> _Collected data_:

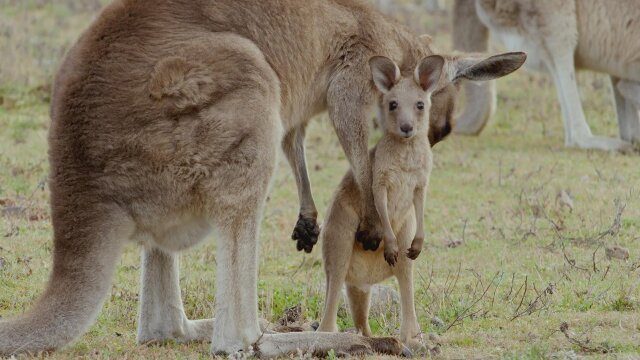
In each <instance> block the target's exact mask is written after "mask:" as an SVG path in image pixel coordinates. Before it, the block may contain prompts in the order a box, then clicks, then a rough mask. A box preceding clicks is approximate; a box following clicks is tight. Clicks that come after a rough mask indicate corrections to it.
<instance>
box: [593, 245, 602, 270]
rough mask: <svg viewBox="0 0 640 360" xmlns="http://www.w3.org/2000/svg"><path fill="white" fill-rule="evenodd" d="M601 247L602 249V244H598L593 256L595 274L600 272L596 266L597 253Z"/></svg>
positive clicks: (599, 249)
mask: <svg viewBox="0 0 640 360" xmlns="http://www.w3.org/2000/svg"><path fill="white" fill-rule="evenodd" d="M601 247H602V242H600V243H599V244H598V247H596V249H595V250H594V251H593V254H591V260H592V261H593V272H594V273H596V272H598V267H597V266H596V253H597V252H598V250H600V248H601Z"/></svg>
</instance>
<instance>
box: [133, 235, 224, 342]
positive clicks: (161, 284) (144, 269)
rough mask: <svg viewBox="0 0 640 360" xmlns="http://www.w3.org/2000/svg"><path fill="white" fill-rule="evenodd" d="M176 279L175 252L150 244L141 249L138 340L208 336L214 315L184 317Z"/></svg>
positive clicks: (178, 273) (138, 322)
mask: <svg viewBox="0 0 640 360" xmlns="http://www.w3.org/2000/svg"><path fill="white" fill-rule="evenodd" d="M179 280H180V273H179V262H178V255H177V254H171V253H168V252H164V251H163V250H160V249H158V248H152V247H149V248H145V249H144V250H143V251H142V278H141V291H140V311H139V320H138V339H137V340H138V343H140V344H143V343H149V342H165V341H167V340H176V341H181V342H189V341H210V340H211V335H212V334H213V319H207V320H197V321H193V320H189V319H187V316H186V315H185V313H184V308H183V305H182V298H181V296H180V281H179Z"/></svg>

> _Activity_: Wherever a line contains the string "instance", copy that line from the data.

> _Response to this exercise_:
In each <instance> block the target's exact mask is written after "mask:" as an SVG path in image pixel coordinates. Before it, the block may contain prompts in the order a box, then clicks, then a rough mask. A box preceding clicks is approximate; a box following clicks is tight. Clicks that come after a rough mask indicate corrections to it.
<instance>
</instance>
<instance>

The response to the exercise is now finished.